On Thu, Aug 4, 2016 at 9:11 AM, Sargun Dhillon <sargun@...gun.me> wrote:
> I distributed this patchset to linux-security-module@...r.kernel.org earlier,
> but based on the fact that the archive is down, and this is a fairly
> broad-sweeping proposal, I figured I'd grow the audience a little bit. Sorry
> if you received this multiple times.
>
> I've begun building out the skeleton of a Linux Security Module, and I'd like to
> get feedback on it. It's a skeleton, and I've only populated a few hooks, so I'm
> mostly looking for input on the general proposal, interest, and design. It's a
> minor LSM. My particular use case is one in which containers are being
> dynamically deployed to machines by internal developers in a different group.
> The point of Checmate is to act as an extensible bed for _safe_, complex
> security policies. It's nice to enable dynamic security policies that can be
> defined in C, and change as neccessary, without ever having to patch, or rebuild
> the kernel.
>
> For many of these containers, the security policies can be fairly nuanced. One
> particular one to take into account is network security. Often times,
> administrators want to prevent ingress, and egress connectivity except from a
> few select IPs. Egress filtering can be managed using net_cls, but without
> modifying running software, it's non-trivial to attach a filter to all sockets
> being created within a container. The inet_conn_request, socket_recvmsg,
> socket_sock_rcv_skb hooks make this trivial to implement.

What is wrong with having firewall rules per container?
Either by matching the container IP or an interface...

• _Records provided_:
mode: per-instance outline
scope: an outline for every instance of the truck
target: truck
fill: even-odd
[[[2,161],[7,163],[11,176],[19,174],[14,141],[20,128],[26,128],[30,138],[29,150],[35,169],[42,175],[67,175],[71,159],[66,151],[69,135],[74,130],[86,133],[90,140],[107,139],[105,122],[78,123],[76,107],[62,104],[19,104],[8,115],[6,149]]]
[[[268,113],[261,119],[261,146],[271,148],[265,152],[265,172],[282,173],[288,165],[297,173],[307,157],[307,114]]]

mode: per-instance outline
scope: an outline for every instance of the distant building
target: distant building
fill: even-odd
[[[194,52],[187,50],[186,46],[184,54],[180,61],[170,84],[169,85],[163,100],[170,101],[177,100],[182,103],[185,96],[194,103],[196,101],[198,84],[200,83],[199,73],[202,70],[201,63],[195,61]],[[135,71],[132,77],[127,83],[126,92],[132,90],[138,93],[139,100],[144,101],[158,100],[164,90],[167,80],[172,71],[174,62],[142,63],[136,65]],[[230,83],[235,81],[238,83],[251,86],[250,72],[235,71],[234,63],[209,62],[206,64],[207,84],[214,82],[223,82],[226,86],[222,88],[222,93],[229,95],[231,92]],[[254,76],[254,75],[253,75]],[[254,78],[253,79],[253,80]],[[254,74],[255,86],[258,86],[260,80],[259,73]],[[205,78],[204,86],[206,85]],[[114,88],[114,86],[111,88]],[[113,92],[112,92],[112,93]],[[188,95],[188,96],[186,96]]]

• _Challenge 1_: Please write out the mailing-list excerpt from "On Thu, Aug" through "this multiple times.", copied word for word.
• _Challenge 2_:
Answer these about the mailing-list excerpt, one per line:
(a) What kind of LSM does the sender call the skeleton?
(b) What does the sender say egress filtering can be managed with?
(c) In the reply, what two things could firewall rules per container match on?

• _Correct answer 1_:
On Thu, Aug 4, 2016 at 9:11 AM, Sargun Dhillon <sargun@...gun.me> wrote:
> I distributed this patchset to linux-security-module@...r.kernel.org earlier,
> but based on the fact that the archive is down, and this is a fairly
> broad-sweeping proposal, I figured I'd grow the audience a little bit. Sorry
> if you received this multiple times.

• _Correct answer 2_:
(a) A minor LSM
(b) net_cls
(c) The container IP or an interface